[[ Record extracts open ]]
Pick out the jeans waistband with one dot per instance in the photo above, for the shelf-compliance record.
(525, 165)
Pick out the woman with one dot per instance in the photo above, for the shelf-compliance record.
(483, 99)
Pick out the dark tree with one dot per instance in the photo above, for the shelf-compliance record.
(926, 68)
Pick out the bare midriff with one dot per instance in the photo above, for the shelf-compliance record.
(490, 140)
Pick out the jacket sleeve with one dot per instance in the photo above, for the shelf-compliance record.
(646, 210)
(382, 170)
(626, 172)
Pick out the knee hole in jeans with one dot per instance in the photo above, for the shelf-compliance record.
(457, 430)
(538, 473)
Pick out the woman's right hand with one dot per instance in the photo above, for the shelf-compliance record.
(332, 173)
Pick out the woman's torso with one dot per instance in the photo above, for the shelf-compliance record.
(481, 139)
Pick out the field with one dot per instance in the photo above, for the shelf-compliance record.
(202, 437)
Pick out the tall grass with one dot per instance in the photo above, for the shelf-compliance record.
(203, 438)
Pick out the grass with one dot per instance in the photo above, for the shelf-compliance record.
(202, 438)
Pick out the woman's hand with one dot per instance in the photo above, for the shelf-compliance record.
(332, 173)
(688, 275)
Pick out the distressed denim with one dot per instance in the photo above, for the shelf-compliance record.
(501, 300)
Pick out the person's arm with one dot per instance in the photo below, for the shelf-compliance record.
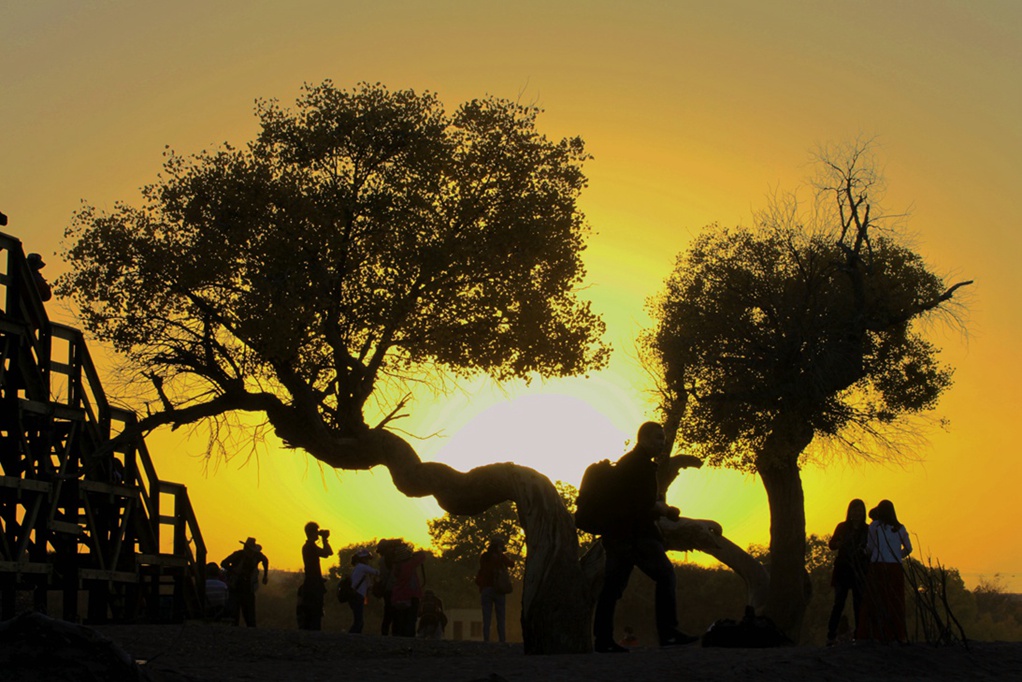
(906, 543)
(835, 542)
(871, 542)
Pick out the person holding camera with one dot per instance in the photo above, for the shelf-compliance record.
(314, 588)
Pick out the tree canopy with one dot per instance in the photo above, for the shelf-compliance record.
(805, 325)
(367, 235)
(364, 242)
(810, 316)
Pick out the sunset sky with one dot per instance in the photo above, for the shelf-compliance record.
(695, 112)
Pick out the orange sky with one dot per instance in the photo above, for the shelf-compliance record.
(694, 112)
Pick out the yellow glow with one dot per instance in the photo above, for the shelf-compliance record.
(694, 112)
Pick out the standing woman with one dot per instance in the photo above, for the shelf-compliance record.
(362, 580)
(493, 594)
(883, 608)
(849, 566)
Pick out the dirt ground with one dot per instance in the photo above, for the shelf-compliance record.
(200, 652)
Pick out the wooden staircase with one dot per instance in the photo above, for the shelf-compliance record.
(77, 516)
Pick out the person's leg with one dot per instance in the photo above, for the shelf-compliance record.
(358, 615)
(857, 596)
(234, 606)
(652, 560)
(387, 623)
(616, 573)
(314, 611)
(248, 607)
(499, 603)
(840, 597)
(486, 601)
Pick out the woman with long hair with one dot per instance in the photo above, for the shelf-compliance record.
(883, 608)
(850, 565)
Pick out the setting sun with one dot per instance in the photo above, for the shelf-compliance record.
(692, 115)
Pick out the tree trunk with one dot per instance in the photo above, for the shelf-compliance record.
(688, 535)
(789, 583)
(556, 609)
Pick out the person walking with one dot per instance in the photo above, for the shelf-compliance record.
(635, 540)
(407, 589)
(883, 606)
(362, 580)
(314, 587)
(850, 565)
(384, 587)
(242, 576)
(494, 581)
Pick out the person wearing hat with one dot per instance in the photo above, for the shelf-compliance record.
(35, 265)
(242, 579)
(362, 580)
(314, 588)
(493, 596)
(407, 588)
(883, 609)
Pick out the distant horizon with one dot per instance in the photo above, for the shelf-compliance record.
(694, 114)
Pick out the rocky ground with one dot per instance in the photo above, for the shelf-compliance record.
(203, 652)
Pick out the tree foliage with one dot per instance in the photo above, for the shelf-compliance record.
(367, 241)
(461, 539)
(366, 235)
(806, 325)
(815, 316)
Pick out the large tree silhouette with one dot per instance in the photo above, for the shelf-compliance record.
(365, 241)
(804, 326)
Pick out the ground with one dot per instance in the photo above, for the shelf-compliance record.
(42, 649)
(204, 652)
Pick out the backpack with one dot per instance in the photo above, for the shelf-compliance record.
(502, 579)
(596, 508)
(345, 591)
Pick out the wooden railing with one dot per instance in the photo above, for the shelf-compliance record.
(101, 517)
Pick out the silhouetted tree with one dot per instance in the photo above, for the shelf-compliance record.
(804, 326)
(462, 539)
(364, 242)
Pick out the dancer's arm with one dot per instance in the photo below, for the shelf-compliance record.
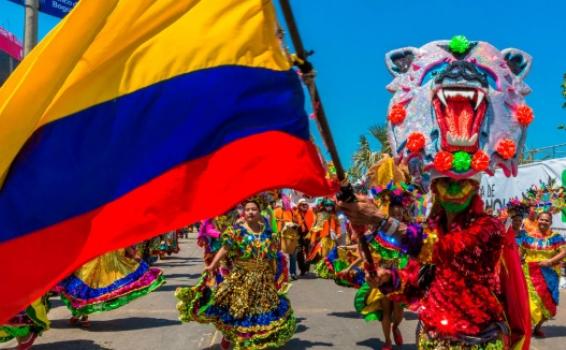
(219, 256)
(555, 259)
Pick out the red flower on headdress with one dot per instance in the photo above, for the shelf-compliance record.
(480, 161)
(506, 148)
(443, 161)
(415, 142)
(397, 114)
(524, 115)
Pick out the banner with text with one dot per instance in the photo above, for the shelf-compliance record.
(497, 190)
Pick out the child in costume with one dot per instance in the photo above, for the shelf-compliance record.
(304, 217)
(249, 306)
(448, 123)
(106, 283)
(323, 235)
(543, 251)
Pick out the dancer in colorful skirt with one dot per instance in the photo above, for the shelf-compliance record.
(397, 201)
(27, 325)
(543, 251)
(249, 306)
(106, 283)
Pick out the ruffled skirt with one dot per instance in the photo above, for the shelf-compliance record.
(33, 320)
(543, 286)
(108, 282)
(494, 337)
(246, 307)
[[ Record extracts closed ]]
§ **Problem to solve**:
In the reply, each line of the data must appear exactly as written, and no picture may appear.

§ **Response to the exercise**:
Pick out the jeans waistband with one dot per instance in the photo above, for the shelf-compliance record.
(525, 165)
Pick out the woman with one dot per instance in the photo above, for the shelf-compliance record.
(483, 99)
Pick out the dark tree with one dot per instance in the photo above, for the shelf-compliance record.
(926, 68)
Pick out the bare midriff with one dot per instance in the photo above, for the shelf-compliance record.
(490, 140)
Pick out the jacket sleeve with one dot per instance in the photo above, for the shelf-compliance record.
(646, 210)
(382, 170)
(626, 172)
Pick out the knee hole in jeans with one dot per instance in the photo above, for the shelf-compliance record.
(457, 430)
(538, 473)
Pick out the woman's right hand with one dot per instance in the photo above, for the shelf-compliance record.
(332, 173)
Pick out the woman's torso with one dot per instance in the photo above, for the shelf-compliance record.
(481, 139)
Pick out the field with one dot per instance in the photo above, for the shelf-compliance record.
(202, 437)
Pick out the tall grass with one dot per instance in the photo above, for the shelf-compliance record.
(203, 438)
Pick out the grass with one dot per instance in the photo above, for the shelf-compliance record.
(202, 438)
Pick out the woman's hand with one dot per instance in the photo above, for the shelf-compliance record.
(332, 173)
(688, 275)
Pick out the distressed denim with one dot per instance in the photo above, for the shelf-compliance record.
(501, 300)
Pick out the person's arm with one dot per instance in the photo below, for the shelf-compliance record.
(906, 543)
(835, 542)
(871, 542)
Pick out the person holding camera with one dot per instance in the photo above, for the shelf-compliance record.
(314, 588)
Pick out the tree canopy with one dot per instance in the photo above, for the shelf-compliance record.
(805, 325)
(367, 235)
(364, 242)
(810, 316)
Pick out the sunset sky with one dot per instance in the photo above, for the shelf-compliance record.
(695, 112)
Pick out the orange sky with one dot per instance in the photo above, for the shelf-compliance record.
(694, 112)
Pick out the yellow glow with one dot per instance in the photo above, for the shelf-compliance record.
(694, 112)
Pick out the standing woman with one dot per instance in the photo above, for the shelf-compliance record.
(362, 580)
(493, 594)
(883, 608)
(849, 566)
Pick out the dirt ground with one dot per instance in the photo above, for the shelf-compliance record.
(200, 652)
Pick out the wooden staircase with one dot per instance in the photo above, for the shelf-compliance record.
(77, 516)
Pick out the person's leg with one dot per instance in the photo above, for the shelf-compliance record.
(358, 615)
(857, 596)
(234, 606)
(652, 560)
(387, 623)
(616, 573)
(314, 611)
(248, 607)
(499, 603)
(840, 597)
(486, 601)
Pick out the woman with long hair with one dot per instance in the photo above, for the shelf-compliance record.
(883, 608)
(850, 565)
Pick out the setting sun with one dot per instance in the photo above, for the shelf-compliance record.
(692, 115)
Pick out the tree trunk with one dot per instance in the photo above, for the shelf-compliance record.
(688, 535)
(789, 583)
(556, 609)
Pick out the person walking with one dot per instance in the photo above, for the shelf-compliance record.
(635, 540)
(407, 589)
(883, 606)
(362, 580)
(314, 587)
(850, 565)
(384, 587)
(242, 576)
(494, 581)
Pick out the person wearing hat with one dot per instance in the photo above, for the shelf-compliance record.
(35, 265)
(242, 579)
(362, 580)
(314, 588)
(493, 596)
(407, 588)
(883, 609)
Pick out the distant horizon with one dot per instance in the photo above, for the shelf-compliance record.
(694, 114)
Pick out the rocky ground with one dot per instance in the photo above, for the shelf-compliance record.
(203, 652)
Pick out the tree foliage with one dot per instance in the photo above, for the shelf-compliance record.
(367, 241)
(461, 539)
(366, 235)
(806, 325)
(815, 316)
Pick out the large tree silhouette with one dot per instance in the photo above, for the shelf-compliance record.
(365, 241)
(804, 326)
Pick out the ground with one dot per instance in the photo above, for the shelf-compliance record.
(42, 649)
(204, 652)
Pick out the backpack with one dot per instance in the photo above, for the shelf-compliance record.
(502, 579)
(596, 508)
(345, 591)
Pick out the wooden railing with one dot per instance in the photo above, for the shelf-compliance record.
(101, 517)
Pick out the silhouetted tree with one dot per instance in the photo above, for the shelf-compliance record.
(804, 326)
(462, 539)
(364, 242)
Pick out the dancer's arm with one dot per instance in the photo below, for the shelf-compliance record.
(219, 256)
(555, 259)
Pick out the red flower on headdress with one dot per instance in the photo above, for the shelf-compliance record.
(480, 161)
(506, 148)
(443, 161)
(415, 142)
(397, 114)
(524, 115)
Pick out the banner with text with one dot per instance in the photo above, for the shelf-compliance record.
(497, 190)
Pick out the child in costume with one dot per instance in the photo above, for the shelf-compliance record.
(304, 217)
(249, 306)
(448, 123)
(106, 283)
(323, 235)
(543, 251)
Pick out the dancer in colorful skirt with one dot per instance in the photo above, for the shelf-compliance record.
(397, 201)
(27, 325)
(543, 251)
(249, 306)
(106, 283)
Pick out the ruffled skirt with one dot per instance in the photo above, for the shelf-compliance record.
(33, 320)
(543, 286)
(108, 282)
(494, 337)
(246, 307)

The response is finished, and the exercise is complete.